§ **Exercise requirements**
Word for word, write out all of the entries that follow.

§ **Information supplied**
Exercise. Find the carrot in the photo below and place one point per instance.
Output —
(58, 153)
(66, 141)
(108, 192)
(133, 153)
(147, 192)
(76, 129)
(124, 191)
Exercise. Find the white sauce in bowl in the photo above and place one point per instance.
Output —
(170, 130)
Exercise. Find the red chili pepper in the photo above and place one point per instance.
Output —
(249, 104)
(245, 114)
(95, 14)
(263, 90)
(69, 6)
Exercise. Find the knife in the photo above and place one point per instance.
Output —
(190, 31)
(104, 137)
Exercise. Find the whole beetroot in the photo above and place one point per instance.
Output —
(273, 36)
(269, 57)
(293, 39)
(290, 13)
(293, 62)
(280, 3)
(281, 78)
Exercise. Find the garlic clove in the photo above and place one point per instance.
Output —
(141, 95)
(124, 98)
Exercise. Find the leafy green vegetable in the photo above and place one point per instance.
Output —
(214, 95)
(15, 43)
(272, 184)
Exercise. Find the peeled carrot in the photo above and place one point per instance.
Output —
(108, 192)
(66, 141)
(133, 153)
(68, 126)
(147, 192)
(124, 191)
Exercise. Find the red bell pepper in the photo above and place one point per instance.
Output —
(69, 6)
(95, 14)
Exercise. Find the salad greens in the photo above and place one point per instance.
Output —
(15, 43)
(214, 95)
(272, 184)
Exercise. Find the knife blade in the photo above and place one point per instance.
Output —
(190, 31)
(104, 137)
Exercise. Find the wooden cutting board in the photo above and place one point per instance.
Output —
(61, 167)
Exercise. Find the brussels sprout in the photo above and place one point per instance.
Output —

§ **Answer**
Exercise. Find the carrot in the photo below and place one point per instance.
Output —
(58, 153)
(66, 141)
(108, 192)
(133, 153)
(147, 192)
(76, 129)
(124, 191)
Exercise. Find the white sauce in bowl in the photo above and place one point per instance.
Output —
(170, 130)
Exercise. Find the red chili pepper in the photo above and place one point per instance.
Output —
(249, 104)
(245, 114)
(95, 14)
(263, 90)
(69, 6)
Exercise. Find the knife in the photo above and place one point per instance.
Output —
(190, 31)
(104, 137)
Exercise. Find the whole beetroot in the photo above and place one point per instance.
Output —
(273, 36)
(269, 57)
(293, 39)
(290, 13)
(293, 62)
(280, 3)
(281, 78)
Exercise. Find the garlic clove in the photo above and place one point per instance.
Output —
(141, 95)
(124, 98)
Exercise. Find the leafy green vegetable in the photo above and place one point per instance.
Output —
(214, 95)
(15, 43)
(272, 184)
Exercise. Find the peeled carrot in the photo above and place one point per instance.
Output —
(108, 192)
(66, 141)
(133, 153)
(68, 126)
(147, 192)
(124, 191)
Exercise. Find the red bell pepper in the photo above and place one point per instance.
Output —
(69, 6)
(95, 14)
Exercise. Find the salad greens in the photo above and place one point per instance.
Output —
(15, 43)
(214, 95)
(272, 184)
Exercise. Find the knife blade in the photo above and place one point per instance.
Output —
(190, 31)
(104, 137)
Exercise. Find the wooden cutting board in the photo above and place one point per instance.
Output —
(61, 167)
Exercise. Find the brussels sprout in the photo above and place one point per instance.
Output —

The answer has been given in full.